Authentic lessons in resilience
The partners’ relentless pursuits stabilized Every Body Eat®. By fall 2021, the company’s allergen-friendly snack thins and crispbreads had found a home in some 900 stores across the Midwest, while Every Body Eat® also bested more than 325 startups from 32 countries to capture the $1 million grand prize in the Grow-NY food innovation and agriculture technology business competition.
Over the next year, Every Body Eat products will flow into Whole Foods Market stores around the US and move into a larger production facility which will increase their production capacity from 300 cases a day to 2,300 cases a day.
“It’s been a wild ride,” said Thomas, who openly shares her hard-charging business adventures with Northwestern students enrolled in her Farley Center classes, including the Entrepreneurial Endurance, Leadership, and Mindset course she co-teaches alongside Billy Banks.
As Thomas sees it, sharing real-life examples of building and carrying a new company through the pandemic — tales of rejection, anxiety, and even tears — enhances student learning and sparks authentic connections to the material.
“So many times, we could have failed and lost everything,” Thomas said. “I’m honest about what’s going on with Every Body Eat®, because entrepreneurial ventures are always a winding road with a lot of scary spots along the way.”

- [Task statement] According to the passage on Every Body Eat®, how much was the grand prize the company won in the Grow-NY competition? The material has nothing to do with this text.

- [The data]
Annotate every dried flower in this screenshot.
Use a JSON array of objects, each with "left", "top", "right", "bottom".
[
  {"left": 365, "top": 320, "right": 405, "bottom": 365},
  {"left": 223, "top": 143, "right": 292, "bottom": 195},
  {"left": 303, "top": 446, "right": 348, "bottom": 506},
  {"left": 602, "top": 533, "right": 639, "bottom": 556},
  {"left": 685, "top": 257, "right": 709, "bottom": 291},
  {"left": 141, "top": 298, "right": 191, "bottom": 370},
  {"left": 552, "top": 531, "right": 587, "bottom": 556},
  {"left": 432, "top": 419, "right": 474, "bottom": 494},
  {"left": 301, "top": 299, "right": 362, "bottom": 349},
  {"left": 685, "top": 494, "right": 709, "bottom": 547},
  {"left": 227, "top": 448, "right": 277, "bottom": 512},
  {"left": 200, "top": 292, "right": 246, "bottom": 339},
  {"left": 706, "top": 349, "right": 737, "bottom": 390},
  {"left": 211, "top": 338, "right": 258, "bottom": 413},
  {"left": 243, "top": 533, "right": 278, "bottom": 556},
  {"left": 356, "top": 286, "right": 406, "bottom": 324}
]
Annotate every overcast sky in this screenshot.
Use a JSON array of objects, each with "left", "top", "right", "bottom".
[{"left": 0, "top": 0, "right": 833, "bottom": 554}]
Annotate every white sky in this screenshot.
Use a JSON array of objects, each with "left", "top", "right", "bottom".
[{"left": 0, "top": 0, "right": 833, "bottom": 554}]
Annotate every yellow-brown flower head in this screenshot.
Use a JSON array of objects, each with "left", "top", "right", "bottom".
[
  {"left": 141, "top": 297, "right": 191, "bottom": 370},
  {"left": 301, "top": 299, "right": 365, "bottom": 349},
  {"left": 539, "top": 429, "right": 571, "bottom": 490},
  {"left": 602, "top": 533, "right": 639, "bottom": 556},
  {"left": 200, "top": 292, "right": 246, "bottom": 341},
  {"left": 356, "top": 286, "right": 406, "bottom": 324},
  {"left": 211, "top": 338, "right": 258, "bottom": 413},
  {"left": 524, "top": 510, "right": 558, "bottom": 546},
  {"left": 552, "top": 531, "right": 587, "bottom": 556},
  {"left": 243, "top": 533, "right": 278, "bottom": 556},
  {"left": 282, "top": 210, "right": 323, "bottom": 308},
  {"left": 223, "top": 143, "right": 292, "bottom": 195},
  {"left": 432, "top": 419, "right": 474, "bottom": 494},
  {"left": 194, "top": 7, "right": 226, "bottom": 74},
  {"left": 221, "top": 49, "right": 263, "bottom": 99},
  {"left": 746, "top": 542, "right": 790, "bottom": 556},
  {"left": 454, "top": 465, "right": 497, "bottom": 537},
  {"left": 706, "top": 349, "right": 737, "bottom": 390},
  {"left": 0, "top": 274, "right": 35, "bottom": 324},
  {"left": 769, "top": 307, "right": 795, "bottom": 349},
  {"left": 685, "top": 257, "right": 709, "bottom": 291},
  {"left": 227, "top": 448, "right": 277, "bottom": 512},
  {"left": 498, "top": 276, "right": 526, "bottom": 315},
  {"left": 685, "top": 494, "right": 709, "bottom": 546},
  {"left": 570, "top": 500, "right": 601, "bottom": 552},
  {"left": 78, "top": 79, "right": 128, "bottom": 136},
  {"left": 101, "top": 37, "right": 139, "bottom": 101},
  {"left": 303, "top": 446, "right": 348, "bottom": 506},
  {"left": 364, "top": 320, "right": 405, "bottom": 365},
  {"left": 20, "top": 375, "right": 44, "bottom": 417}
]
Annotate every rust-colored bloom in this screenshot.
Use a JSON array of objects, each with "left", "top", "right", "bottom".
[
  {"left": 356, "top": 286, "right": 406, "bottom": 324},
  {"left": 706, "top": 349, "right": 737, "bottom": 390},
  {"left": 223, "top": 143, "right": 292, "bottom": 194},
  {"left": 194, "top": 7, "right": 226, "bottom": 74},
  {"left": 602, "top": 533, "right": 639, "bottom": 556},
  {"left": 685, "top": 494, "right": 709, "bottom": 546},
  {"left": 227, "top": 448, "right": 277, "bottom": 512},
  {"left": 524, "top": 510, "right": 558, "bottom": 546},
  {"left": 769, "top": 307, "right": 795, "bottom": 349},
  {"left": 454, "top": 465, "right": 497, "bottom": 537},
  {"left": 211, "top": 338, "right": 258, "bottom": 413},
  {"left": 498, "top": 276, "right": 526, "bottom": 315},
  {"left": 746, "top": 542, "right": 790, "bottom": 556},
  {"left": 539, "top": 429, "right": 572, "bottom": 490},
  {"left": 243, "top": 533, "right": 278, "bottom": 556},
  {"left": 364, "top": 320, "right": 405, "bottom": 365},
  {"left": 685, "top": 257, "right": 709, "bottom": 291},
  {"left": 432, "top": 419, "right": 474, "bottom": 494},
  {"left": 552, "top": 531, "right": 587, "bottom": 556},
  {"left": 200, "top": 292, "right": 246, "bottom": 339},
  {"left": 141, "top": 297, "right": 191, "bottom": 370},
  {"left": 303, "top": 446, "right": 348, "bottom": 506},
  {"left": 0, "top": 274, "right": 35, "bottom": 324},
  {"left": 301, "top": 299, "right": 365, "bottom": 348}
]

- [Exercise result] $1 million